Exact repetition of every entry is required.
▬▬▬▬▬▬▬▬▬▬
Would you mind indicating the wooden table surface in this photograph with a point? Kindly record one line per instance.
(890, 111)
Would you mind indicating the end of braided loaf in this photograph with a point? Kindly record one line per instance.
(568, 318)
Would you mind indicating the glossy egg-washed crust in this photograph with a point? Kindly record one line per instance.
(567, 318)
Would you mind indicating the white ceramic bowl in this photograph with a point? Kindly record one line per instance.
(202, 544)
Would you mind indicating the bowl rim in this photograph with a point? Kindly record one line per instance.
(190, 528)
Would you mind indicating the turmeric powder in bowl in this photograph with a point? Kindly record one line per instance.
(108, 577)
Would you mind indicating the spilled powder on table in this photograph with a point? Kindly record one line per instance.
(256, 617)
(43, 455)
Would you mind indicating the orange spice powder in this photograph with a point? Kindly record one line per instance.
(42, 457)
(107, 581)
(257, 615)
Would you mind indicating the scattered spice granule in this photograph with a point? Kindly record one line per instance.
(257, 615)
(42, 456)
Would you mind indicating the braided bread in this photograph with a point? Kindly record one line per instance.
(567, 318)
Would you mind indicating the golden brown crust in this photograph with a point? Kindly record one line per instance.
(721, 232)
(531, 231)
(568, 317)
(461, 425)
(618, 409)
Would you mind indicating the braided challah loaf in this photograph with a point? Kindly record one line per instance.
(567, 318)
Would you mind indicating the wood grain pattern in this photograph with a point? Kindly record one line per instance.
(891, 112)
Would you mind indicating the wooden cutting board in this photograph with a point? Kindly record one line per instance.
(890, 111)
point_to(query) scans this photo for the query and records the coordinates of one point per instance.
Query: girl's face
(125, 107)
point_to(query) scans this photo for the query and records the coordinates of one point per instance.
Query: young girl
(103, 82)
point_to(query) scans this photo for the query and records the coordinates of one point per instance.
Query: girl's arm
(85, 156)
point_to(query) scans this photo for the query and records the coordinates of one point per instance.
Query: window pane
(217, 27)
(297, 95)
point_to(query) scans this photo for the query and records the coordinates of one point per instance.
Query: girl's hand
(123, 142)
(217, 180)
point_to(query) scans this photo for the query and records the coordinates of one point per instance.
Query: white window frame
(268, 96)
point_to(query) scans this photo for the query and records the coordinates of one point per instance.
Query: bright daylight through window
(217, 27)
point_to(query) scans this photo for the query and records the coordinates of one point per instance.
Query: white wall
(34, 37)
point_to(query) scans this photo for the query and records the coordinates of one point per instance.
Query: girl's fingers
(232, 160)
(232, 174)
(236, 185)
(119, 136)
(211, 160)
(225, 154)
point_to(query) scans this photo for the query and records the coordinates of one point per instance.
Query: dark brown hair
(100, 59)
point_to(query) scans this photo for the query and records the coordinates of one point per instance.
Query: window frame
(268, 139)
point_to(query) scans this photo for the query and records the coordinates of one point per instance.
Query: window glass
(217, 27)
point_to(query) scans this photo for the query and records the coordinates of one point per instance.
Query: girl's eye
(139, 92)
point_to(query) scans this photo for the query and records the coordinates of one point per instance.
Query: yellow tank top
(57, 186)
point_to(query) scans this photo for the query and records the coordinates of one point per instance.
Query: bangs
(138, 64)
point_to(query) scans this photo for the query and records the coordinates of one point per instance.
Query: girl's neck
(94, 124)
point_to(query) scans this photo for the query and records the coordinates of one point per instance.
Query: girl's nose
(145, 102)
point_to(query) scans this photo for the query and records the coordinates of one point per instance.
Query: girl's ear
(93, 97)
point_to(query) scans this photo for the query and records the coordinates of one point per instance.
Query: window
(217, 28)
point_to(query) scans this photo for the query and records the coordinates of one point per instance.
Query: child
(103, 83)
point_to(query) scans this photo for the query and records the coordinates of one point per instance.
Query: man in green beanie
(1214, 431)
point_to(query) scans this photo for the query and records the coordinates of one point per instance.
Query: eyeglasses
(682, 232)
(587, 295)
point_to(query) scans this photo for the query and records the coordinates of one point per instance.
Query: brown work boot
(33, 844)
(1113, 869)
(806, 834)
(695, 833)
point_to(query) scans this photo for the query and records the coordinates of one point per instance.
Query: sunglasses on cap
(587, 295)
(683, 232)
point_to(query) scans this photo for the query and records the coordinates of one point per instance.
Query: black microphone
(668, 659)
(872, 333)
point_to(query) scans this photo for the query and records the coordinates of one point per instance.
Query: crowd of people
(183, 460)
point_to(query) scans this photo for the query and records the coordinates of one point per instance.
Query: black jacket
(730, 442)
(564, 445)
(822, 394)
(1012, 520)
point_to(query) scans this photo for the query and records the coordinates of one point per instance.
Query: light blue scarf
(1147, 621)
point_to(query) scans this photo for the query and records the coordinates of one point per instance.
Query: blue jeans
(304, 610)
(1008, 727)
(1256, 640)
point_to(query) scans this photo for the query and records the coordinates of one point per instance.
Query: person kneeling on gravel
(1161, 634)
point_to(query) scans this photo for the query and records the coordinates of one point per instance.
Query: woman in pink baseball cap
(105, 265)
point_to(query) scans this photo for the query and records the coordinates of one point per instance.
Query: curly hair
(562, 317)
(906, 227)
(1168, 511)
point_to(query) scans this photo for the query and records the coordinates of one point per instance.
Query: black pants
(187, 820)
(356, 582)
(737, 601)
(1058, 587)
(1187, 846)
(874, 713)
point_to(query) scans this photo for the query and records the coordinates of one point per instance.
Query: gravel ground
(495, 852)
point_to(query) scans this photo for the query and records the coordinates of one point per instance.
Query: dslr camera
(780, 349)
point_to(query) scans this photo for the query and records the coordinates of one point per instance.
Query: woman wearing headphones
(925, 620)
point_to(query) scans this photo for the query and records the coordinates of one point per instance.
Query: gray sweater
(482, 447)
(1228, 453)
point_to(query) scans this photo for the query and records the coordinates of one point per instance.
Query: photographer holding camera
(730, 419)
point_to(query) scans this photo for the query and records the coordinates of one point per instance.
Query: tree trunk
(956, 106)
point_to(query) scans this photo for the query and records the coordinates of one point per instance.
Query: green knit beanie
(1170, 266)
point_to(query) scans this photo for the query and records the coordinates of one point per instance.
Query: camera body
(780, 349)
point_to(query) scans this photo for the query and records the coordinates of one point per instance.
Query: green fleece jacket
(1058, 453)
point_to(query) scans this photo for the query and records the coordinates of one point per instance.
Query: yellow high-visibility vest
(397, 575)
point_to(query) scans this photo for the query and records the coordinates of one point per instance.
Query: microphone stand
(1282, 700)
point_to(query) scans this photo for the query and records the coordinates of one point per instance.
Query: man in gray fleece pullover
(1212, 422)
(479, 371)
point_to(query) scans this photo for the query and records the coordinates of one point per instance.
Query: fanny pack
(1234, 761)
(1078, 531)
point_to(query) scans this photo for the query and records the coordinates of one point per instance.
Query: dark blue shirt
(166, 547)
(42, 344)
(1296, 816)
▬▬▬▬▬▬▬▬▬▬
→ WRITTEN SOLUTION
Would you mind indicating the wooden table surface in this photograph with a point? Kindly record one line per instance.
(890, 111)
Would you mind indicating the end of braided loaf in this photograph with a point? Kindly record one line per instance.
(568, 318)
Would you mind indicating the glossy egg-washed crust in this photograph with a point? Kindly record one line per instance.
(567, 318)
Would you mind indicating the white ceramic bowl in this photograph with a point? Kindly record one line per instance.
(202, 544)
Would you mind indicating the bowl rim in this photograph with a point? Kindly record one line per instance.
(190, 528)
Would you mind indicating the turmeric powder in bowl in this photograph with a point? Kindly record one line per instance.
(108, 577)
Would you mind indicating the spilled powder on table in this photograph with a point? Kindly record one line per instance.
(256, 617)
(43, 455)
Would you mind indicating the orange spice powder in this photograph with a point? Kindly record one line per instance.
(42, 457)
(107, 581)
(257, 615)
Would you mind indicating the scattered spice granule in this photograph with a point? Kindly record one line per instance.
(257, 615)
(42, 456)
Would you mind indicating the braided bread in this photograph with a point? Kindly record one line per instance.
(567, 318)
Would you mind indicating the golden brown crust in this photograph with a point? Kindly record one line per instance.
(721, 232)
(531, 231)
(568, 317)
(461, 425)
(618, 409)
Would you mind indicating the braided challah loaf in this photograph with a point? Kindly record one line per instance.
(567, 318)
Would you mind indicating the wood grain pattern in this photograph with a point? Kindly record one line per instance.
(891, 112)
Would you mind indicating the wooden cutting board in this photograph with a point? Kindly record one line per instance.
(890, 111)
point_to(query) scans this photo for the query and records the coordinates of one point per instance.
Query: girl's face
(125, 107)
point_to(query) scans this photo for the query and records the coordinates of one point per instance.
Query: young girl
(103, 82)
point_to(query) scans this photo for the query and records the coordinates of one point per instance.
Query: girl's arm
(85, 156)
point_to(query) scans this photo for the query and records the coordinates of one point per instance.
Query: window pane
(217, 27)
(297, 95)
point_to(query) scans this photo for the query and records the coordinates of one point per instance.
Query: girl's hand
(123, 142)
(217, 180)
point_to(query) scans this photo for the query and records the coordinates of one point per instance.
Query: white window frame
(268, 96)
point_to(query) scans this photo for the query and records the coordinates of one point per instance.
Query: bright daylight through window
(217, 27)
point_to(query) scans this photo for the query and records the coordinates of one point per instance.
Query: white wall
(34, 37)
point_to(query) scans this photo for the query and records the coordinates of one point per instance.
Query: girl's fingers
(232, 160)
(232, 174)
(236, 185)
(119, 136)
(211, 160)
(225, 154)
point_to(query) scans this photo for the query and records the coordinates of one point per instance.
Query: dark brown hair
(100, 59)
point_to(query) scans this photo for the query and records the coordinates of one point per instance.
Query: window frame
(268, 139)
point_to(query) scans this photo for the query and records the coordinates of one point per instance.
Query: window glass
(217, 27)
point_to(query) scans this photo for the query and records the coordinates of one point per instance.
Query: girl's eye
(139, 92)
point_to(query) scans this photo for the query and records the coordinates of one point per instance.
Query: yellow tank top
(57, 186)
point_to(query) scans this photo for the query and records the coordinates of one point per instance.
Query: bangs
(138, 64)
point_to(query) scans this photo for the query and records the coordinates of one point per instance.
Query: girl's neck
(94, 124)
point_to(query) scans this photo for the query and records the coordinates of one point per instance.
Query: girl's nose
(145, 102)
point_to(query) scans this photo for the query and records the coordinates of one point per instance.
Query: girl's ear
(93, 97)
point_to(query) scans this photo for the query and records the coordinates of one point per instance.
Query: window
(217, 28)
point_to(query) scans this photo for the query and records the coordinates of one point per instance.
Query: child
(103, 83)
point_to(query) scans this photo for the query and records the coordinates of one point per instance.
Query: man in green beanie
(1214, 431)
point_to(query) scans this photo for the query and records the coordinates of one point per instance.
Query: eyeglasses
(682, 232)
(587, 295)
point_to(query) scans this photo for the query and records the coordinates of one point per instance.
Query: brown work boot
(33, 844)
(1113, 869)
(806, 834)
(695, 833)
point_to(query) scans this photo for the query and records the coordinates of one point per instance.
Query: sunglasses on cap
(587, 295)
(683, 232)
point_to(query) scans this photo for the query and records the coordinates of one point per instance.
Query: black microphone
(668, 659)
(872, 333)
point_to(query) scans this photo for the query and records the coordinates of one point per instance.
Query: crowd of people
(183, 460)
point_to(query) scans this photo for the query and records the coordinates of one point per instance.
Query: black jacket
(730, 442)
(564, 445)
(822, 394)
(1012, 520)
point_to(query) scans this photo for the query and records the coordinates of one point per instance.
Query: light blue scarf
(1147, 621)
point_to(query) scans this photo for the query and records the coordinates of one point per instance.
Query: blue jeans
(304, 610)
(1008, 727)
(1256, 640)
point_to(query) scans this photo for the query and records the coordinates of one point per instance.
Query: person kneeling on gravel
(1161, 634)
point_to(query) scans this photo for the query and records the coordinates of one point per instance.
Query: woman in pink baseball cap
(105, 265)
point_to(query) scans this photo for the query and records the coordinates of one point per instance.
Query: curly hair
(562, 317)
(906, 227)
(1168, 511)
point_to(query) scans this photo for the query and records the coordinates of one point per instance.
Query: black pants
(187, 820)
(356, 582)
(737, 601)
(1058, 587)
(1187, 846)
(874, 713)
point_to(query) scans this photo for the query and records the coordinates of one point per instance.
Query: gravel ground
(495, 852)
point_to(query) scans this photo for the query and records the coordinates of one point per instance.
Query: dslr camera
(780, 349)
point_to(query) scans this photo for the query and records the coordinates of one point per instance.
Query: woman wearing headphones
(925, 620)
point_to(query) scans this photo for the query and records the coordinates of one point per instance.
Query: gray sweater
(482, 447)
(1228, 453)
point_to(query) scans this photo for the query and records the coordinates of one point per instance.
Query: photographer holding camera
(730, 419)
point_to(query) scans this photo for the query and records the coordinates of one point per instance.
Query: tree trunk
(956, 106)
point_to(query) scans this photo for the query and records the coordinates of one point per instance.
Query: green knit beanie
(1170, 266)
point_to(query) scans this photo for the query and records the coordinates of one point per instance.
Query: camera body
(780, 349)
point_to(query) scans this photo for the query and records the coordinates of one point per instance.
Query: green fleece jacket
(1058, 453)
point_to(query) scans this photo for the query and records the coordinates of one point per instance.
Query: yellow high-visibility vest
(397, 575)
point_to(query) scans this photo for the query and records the coordinates of one point per instance.
Query: microphone stand
(1282, 700)
point_to(query) scans this photo for the query and records the coordinates of one point per instance.
Query: man in gray fleece pullover
(1212, 422)
(479, 371)
point_to(query) scans this photo for the query and records the coordinates of one point per instance.
Query: fanny pack
(1234, 761)
(1078, 531)
point_to(query) scans this photo for the query and records the coordinates of one point per instance.
Query: dark blue shirt
(166, 547)
(42, 344)
(1296, 816)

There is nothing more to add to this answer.